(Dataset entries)
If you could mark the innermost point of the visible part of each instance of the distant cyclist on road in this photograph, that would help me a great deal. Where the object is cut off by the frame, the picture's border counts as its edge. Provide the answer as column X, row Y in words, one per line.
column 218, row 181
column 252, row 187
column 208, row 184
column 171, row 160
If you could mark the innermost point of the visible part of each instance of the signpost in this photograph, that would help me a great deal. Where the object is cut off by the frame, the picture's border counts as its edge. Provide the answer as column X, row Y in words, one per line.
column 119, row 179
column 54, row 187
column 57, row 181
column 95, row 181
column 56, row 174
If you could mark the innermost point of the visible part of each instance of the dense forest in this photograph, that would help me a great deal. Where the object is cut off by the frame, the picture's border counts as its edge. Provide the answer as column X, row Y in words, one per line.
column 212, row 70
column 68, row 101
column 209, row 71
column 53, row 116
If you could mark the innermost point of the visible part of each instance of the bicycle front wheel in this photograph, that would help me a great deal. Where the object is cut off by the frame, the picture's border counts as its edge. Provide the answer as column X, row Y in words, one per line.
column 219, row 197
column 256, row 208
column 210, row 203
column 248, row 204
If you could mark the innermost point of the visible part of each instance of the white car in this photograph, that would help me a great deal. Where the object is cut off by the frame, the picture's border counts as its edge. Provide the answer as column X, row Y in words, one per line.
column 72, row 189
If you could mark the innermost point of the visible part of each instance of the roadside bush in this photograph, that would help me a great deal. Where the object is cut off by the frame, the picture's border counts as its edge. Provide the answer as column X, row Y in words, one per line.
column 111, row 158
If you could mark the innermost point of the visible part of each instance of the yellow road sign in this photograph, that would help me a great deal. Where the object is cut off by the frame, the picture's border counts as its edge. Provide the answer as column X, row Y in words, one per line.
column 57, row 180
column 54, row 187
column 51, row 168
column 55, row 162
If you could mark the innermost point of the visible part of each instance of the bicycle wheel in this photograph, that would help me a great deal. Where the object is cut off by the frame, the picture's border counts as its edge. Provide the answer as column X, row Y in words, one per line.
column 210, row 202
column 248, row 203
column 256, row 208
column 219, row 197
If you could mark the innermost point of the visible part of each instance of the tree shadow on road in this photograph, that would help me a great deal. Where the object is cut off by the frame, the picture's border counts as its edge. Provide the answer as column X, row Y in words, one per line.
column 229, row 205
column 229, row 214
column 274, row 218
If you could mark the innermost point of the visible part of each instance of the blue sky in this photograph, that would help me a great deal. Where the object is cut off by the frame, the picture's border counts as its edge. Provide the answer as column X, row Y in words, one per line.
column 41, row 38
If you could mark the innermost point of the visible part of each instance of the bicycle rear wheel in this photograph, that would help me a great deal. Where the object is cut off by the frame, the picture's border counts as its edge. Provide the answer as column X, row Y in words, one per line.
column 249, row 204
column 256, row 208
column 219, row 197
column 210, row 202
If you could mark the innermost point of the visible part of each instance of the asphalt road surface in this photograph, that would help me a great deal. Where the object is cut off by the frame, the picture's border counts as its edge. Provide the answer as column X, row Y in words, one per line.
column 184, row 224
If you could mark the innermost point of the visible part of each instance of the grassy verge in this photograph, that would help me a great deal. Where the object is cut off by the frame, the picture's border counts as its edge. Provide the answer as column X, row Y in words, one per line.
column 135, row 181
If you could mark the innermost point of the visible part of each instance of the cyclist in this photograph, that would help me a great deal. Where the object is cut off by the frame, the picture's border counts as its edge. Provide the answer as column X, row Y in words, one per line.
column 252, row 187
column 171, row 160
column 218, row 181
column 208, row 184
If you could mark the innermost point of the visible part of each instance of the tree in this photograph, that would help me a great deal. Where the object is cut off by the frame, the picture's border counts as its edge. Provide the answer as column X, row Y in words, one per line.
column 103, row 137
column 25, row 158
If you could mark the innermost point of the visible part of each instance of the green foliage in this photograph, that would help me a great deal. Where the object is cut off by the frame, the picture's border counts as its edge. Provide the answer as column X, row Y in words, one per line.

**ABOUT THIS EXERCISE:** Repeat, word for word, every line from the line that contains "the tree in" to the end of the entries; include both of those lines and no others.

**EXPECTED OUTPUT:**
If you could mark the innermost point of the visible part of each instance of the tree in this photograph, that would help me a great deal. Where the object is cut off by the frame, the picture's border counts as its edge. Provide the answer as column X, row Y in words, one per line.
column 103, row 137
column 25, row 158
If you could mark the innermost point of the visible part of each instance of the green foliage in this photograph, that would help me a great deal. Where the object is cut off by the frame, the picture's border counts as its edge. Provide the answer as column X, row Y in words, one per line.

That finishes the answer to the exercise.